**Requirements:**
In full and without alteration, give the listing again.

* * *

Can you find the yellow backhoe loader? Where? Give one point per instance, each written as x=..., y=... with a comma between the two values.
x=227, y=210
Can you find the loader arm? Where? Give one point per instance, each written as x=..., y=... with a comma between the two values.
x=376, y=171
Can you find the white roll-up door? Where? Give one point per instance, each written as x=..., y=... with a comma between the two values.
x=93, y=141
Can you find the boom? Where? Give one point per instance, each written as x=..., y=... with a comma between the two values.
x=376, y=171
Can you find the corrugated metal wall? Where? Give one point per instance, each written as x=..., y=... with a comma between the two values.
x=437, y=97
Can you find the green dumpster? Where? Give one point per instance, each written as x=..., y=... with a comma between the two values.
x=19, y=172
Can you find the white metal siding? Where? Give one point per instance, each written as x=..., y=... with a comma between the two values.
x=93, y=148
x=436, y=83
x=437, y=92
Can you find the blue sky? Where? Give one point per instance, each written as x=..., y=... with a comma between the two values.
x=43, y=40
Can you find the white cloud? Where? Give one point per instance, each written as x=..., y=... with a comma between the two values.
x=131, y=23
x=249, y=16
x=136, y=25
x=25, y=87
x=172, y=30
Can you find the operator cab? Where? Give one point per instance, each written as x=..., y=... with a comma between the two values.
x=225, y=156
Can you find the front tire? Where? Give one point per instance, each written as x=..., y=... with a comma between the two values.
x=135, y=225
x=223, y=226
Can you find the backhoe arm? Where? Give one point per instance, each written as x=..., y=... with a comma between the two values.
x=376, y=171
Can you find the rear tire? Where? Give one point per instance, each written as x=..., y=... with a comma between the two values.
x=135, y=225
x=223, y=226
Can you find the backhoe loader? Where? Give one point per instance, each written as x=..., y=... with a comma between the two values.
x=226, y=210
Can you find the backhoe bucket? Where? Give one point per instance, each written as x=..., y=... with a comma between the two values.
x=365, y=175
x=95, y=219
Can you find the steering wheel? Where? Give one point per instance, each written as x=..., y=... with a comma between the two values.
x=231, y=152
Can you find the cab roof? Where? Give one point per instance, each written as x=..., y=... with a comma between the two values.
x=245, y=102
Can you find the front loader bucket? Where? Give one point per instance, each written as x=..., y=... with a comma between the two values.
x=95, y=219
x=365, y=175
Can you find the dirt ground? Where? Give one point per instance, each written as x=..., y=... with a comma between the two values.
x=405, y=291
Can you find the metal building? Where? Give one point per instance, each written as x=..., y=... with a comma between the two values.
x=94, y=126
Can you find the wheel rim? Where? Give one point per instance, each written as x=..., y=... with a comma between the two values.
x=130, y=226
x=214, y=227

* * *

**Correct response:**
Can you find the yellow backhoe loader? Where? Give one point per instance, each written as x=..., y=... with a comma between the two values.
x=227, y=210
Can you find the loader arm? Where? Give one point per instance, each written as x=..., y=... with a comma between the two values.
x=376, y=171
Can you find the white roll-up door? Where? Give one point per instance, each written as x=..., y=... with a comma between the two values.
x=93, y=141
Can you find the boom? Where? Give one point per instance, each written as x=..., y=... with a comma between the two values.
x=376, y=171
Can you find the corrugated metal wall? Where? Give one point per instance, each written as x=..., y=... with a comma between the two values.
x=437, y=97
Can you find the green dumpster? Where? Give one point per instance, each written as x=..., y=... with a comma between the two values.
x=19, y=172
Can you find the white metal siding? Where? Give one point per instance, each written as x=..., y=... with a comma between the two values.
x=93, y=148
x=436, y=83
x=437, y=92
Can you find the blue sky? Where? Give one point per instance, each written as x=..., y=... with a comma between the two values.
x=43, y=40
Can you find the white cloud? Where? Give one point per instance, each written as x=..., y=... with a comma between the two values.
x=131, y=23
x=249, y=16
x=136, y=25
x=25, y=87
x=172, y=30
Can you find the operator cab? Where? Give one point per instance, each written as x=..., y=... with a comma between the two values.
x=225, y=156
Can you find the front tire? Where? Give one point per instance, each written as x=..., y=... with a comma between the two values.
x=135, y=225
x=223, y=226
Can you find the backhoe arm? Where? Give one point per instance, each written as x=..., y=... with a comma between the two values.
x=376, y=171
Can you find the rear tire? Where? Give one point per instance, each written as x=..., y=... with a comma between the two values.
x=135, y=225
x=223, y=226
Can you find the backhoe loader? Where? Give one point per instance, each written as x=..., y=... with a comma between the two values.
x=226, y=210
Can you find the backhoe bucket? Where? Give one point per instance, each written as x=..., y=... with a comma between the two values.
x=365, y=175
x=95, y=219
Can you find the steering wheel? Where? Give one point per instance, each written as x=..., y=... with a comma between the two values.
x=231, y=152
Can you find the cab roof? Where? Give one point per instance, each written as x=..., y=... with a comma between the two values.
x=245, y=102
Can you find the front loader bucket? Where? Give one point per instance, each written as x=..., y=... with a comma between the two values.
x=95, y=219
x=365, y=175
Can you find the dirt ground? Where? Give one point per instance, each written as x=..., y=... with a comma between the two values.
x=405, y=291
Can you find the metal building? Where? Give one point per instance, each written as x=..., y=... with a comma between the two values.
x=94, y=126
Can you find the wheel rim? Where? Give one point per instance, each written as x=..., y=... with a comma between the two values.
x=130, y=226
x=214, y=227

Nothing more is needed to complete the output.